*Challenges*.
1. In the excerpt on fic drafting, why does the writer disable kudos notifications?
2. Extract the passage from the excerpt on fic drafting that starts with the words "BUT ALSO THIS" and ends after "a first draft.".

*Source excerpt*.
-- start --

And 'worth posting' is more about my own feelings to the work rather than whether or not I think someone else would enjoy it. I only post if I think I will still enjoy the work, seeing it later on AO3, rather than trying to play mental games on how many kudos or comments it might receive. But I fully admit that I'm also someone who has somewhat dodgy relationship with checking stats on AO3, so I disable kudos notifications as an effort to nip that in the bud.
BUT ALSO THIS THIS THIS. I try to extensively outline so I can at least get a functional first draft, but!!! The first draft is, by its nature, the first 'complete' (finished) version of the fic and going to be the weakest! That's where the flaws are the most staggering, and even if it's not a 'shitty fic' per se, it's still going to lack the improvements, edits, and revisions that go into the second draft! And if the bones are wrong then by golly I need to re-outline the whole thing, but that doesn't mean that my first draft wasn't, in fact, a first draft.

-- end --

*Given data*.
-- start --

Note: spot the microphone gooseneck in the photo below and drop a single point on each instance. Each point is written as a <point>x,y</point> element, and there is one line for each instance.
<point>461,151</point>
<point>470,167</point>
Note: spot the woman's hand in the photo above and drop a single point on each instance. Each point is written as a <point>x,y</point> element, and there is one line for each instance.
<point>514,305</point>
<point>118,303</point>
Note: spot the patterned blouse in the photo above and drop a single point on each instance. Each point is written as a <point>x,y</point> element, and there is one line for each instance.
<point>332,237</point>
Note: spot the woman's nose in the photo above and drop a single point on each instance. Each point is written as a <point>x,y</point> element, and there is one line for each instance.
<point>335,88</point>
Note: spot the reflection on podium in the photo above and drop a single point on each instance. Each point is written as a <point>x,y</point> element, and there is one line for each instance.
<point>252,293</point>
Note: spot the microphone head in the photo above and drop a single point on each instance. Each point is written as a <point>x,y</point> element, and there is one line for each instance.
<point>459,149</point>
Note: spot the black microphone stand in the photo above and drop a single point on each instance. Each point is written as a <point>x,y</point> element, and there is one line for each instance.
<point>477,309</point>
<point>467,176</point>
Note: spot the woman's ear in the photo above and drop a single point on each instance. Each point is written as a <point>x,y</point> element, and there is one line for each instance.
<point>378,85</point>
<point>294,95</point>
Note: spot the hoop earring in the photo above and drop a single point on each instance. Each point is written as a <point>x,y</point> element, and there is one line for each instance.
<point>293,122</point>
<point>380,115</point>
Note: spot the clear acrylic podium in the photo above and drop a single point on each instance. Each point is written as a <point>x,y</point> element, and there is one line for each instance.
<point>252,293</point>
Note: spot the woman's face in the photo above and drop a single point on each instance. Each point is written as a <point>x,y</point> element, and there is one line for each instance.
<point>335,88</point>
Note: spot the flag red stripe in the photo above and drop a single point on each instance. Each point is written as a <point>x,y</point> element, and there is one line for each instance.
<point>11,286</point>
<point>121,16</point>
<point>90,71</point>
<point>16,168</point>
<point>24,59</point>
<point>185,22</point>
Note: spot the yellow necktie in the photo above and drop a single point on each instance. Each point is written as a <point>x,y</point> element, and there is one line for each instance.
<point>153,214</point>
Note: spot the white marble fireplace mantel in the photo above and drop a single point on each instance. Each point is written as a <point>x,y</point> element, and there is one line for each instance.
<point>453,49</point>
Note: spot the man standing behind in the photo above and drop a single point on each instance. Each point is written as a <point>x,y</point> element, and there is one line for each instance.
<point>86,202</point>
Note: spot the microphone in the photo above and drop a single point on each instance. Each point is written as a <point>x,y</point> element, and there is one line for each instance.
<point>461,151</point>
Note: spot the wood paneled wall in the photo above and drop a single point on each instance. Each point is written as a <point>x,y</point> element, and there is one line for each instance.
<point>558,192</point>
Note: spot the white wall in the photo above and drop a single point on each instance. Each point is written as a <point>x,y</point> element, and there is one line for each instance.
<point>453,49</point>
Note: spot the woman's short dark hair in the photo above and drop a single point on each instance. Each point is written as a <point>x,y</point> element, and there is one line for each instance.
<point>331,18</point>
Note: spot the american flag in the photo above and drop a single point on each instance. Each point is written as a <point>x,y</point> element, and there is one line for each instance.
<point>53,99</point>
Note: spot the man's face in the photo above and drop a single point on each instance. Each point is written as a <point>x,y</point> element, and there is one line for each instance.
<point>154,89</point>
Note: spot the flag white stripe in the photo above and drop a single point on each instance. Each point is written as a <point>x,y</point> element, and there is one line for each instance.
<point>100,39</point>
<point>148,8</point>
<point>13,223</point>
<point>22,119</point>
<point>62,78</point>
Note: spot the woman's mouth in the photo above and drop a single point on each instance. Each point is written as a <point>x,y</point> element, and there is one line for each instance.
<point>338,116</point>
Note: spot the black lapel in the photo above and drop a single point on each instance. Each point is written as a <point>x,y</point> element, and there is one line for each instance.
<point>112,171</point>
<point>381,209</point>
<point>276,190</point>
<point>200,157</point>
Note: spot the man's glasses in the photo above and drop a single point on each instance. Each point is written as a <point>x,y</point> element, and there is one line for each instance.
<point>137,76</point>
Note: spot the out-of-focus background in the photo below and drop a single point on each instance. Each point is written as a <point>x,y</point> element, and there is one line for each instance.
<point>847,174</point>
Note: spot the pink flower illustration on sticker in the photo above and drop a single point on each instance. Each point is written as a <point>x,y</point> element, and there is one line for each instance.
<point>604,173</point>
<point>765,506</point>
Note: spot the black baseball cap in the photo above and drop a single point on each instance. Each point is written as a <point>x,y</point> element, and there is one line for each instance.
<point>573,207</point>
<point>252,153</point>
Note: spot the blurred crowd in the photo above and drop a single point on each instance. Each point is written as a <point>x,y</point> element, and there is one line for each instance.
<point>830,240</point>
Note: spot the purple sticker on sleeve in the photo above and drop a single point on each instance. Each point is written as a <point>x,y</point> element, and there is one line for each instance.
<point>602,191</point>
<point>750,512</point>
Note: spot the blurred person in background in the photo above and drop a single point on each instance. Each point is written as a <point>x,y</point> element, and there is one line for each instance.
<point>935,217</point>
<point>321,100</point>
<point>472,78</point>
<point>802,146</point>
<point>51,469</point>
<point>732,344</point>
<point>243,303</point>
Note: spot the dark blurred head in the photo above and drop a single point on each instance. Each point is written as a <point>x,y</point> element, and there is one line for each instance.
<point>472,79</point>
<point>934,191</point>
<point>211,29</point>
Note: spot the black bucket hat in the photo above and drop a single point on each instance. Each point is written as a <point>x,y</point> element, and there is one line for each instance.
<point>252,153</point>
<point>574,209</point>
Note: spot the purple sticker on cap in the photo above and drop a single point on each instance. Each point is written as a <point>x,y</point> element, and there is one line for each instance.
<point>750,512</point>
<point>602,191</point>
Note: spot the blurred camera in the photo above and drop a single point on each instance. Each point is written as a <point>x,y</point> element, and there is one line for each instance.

-- end --

*Task solutions*.
1. The writer has a somewhat dodgy relationship with checking stats on AO3 and disables kudos notifications as an effort to nip that in the bud.

2.
BUT ALSO THIS THIS THIS. I try to extensively outline so I can at least get a functional first draft, but!!! The first draft is, by its nature, the first 'complete' (finished) version of the fic and going to be the weakest! That's where the flaws are the most staggering, and even if it's not a 'shitty fic' per se, it's still going to lack the improvements, edits, and revisions that go into the second draft! And if the bones are wrong then by golly I need to re-outline the whole thing, but that doesn't mean that my first draft wasn't, in fact, a first draft.